- [Work to complete]:
Where does the word "black" occur in the data below? Copy each line that holds it.

- [Data section]:

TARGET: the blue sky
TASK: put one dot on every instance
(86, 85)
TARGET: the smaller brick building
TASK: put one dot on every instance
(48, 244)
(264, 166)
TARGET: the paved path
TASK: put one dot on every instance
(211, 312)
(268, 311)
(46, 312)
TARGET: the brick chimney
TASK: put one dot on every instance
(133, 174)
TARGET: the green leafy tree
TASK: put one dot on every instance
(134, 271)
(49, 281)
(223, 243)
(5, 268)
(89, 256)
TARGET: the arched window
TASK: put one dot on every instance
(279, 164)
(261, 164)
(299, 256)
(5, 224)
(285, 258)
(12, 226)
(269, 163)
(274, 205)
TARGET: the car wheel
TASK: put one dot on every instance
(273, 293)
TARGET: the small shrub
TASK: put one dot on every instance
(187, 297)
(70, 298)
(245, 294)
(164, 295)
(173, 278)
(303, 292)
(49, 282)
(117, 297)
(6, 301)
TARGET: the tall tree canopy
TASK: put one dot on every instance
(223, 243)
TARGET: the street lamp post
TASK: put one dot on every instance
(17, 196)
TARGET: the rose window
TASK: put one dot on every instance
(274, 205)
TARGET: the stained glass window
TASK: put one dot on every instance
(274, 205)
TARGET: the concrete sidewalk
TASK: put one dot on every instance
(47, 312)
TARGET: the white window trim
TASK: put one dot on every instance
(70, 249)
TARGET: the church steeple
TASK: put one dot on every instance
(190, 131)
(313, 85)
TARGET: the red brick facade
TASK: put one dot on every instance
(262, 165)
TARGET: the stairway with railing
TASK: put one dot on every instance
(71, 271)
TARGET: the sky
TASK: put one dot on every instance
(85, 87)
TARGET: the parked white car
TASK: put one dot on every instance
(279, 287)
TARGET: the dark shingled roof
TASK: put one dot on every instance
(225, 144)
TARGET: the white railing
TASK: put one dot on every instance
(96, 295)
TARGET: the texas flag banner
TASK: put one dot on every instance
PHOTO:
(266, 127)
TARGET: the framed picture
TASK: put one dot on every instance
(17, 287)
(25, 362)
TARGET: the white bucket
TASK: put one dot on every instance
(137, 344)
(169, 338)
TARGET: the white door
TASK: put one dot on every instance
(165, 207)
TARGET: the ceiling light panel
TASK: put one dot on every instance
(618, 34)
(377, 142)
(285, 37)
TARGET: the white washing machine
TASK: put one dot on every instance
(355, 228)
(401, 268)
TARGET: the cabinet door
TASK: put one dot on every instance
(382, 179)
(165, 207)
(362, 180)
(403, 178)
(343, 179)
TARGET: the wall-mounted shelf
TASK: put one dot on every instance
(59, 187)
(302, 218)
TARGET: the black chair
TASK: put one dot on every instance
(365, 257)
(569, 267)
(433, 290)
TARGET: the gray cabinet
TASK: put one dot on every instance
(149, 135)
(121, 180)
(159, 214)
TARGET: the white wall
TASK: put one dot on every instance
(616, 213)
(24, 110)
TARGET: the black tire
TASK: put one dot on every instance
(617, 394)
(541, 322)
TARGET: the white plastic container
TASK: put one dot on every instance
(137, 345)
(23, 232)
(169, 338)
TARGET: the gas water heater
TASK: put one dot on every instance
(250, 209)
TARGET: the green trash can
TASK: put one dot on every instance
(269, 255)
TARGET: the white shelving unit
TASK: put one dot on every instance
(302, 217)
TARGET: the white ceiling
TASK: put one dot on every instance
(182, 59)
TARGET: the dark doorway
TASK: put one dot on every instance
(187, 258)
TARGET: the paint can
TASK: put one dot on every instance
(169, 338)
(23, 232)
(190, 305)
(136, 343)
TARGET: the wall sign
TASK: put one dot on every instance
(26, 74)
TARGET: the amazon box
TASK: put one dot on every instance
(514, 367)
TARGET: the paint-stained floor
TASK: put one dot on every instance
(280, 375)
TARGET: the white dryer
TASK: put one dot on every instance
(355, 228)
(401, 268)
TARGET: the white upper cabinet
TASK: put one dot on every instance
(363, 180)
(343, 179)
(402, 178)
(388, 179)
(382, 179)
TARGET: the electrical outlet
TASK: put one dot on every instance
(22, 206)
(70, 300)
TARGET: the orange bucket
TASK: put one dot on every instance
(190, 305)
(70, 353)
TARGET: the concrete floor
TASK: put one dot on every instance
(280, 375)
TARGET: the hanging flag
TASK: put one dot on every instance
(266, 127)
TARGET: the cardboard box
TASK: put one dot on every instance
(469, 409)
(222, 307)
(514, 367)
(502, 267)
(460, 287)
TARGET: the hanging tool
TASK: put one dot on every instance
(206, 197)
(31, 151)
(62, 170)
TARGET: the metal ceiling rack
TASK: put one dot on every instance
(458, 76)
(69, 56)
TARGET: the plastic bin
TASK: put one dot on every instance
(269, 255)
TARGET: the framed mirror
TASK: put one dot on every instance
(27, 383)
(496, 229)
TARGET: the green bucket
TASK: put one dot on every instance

- [Solution below]:
TARGET: the black chair
TARGET: the black tire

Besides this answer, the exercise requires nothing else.